Assignment. Report every line of the listing below in which the string "dark" appears.

[Dataset extract — start]

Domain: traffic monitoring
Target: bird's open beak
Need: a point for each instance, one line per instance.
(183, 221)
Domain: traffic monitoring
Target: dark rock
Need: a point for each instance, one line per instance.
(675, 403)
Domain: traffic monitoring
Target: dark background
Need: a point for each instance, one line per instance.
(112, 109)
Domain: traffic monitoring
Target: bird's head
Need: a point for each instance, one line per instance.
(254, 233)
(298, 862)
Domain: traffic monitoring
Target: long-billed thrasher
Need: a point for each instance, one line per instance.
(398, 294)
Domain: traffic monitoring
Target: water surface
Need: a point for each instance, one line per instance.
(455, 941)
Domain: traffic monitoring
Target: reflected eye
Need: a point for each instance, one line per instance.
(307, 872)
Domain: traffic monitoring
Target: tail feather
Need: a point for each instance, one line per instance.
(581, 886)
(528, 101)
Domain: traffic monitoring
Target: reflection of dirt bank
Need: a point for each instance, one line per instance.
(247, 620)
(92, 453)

[Dataset extract — finish]
[Dataset extract — start]

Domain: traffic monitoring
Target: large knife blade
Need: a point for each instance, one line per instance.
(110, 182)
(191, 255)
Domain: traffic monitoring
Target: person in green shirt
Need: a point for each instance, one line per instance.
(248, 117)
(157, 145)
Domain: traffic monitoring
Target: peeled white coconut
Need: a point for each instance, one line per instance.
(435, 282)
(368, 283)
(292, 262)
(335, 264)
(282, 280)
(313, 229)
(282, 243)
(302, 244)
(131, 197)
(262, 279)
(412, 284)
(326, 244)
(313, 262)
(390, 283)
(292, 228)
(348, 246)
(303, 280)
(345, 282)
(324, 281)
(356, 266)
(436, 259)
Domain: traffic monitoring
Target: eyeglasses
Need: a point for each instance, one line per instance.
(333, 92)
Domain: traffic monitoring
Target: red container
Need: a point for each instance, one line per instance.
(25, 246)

[Dataset extract — finish]

Reply.
Target: dark rock
Target: dark background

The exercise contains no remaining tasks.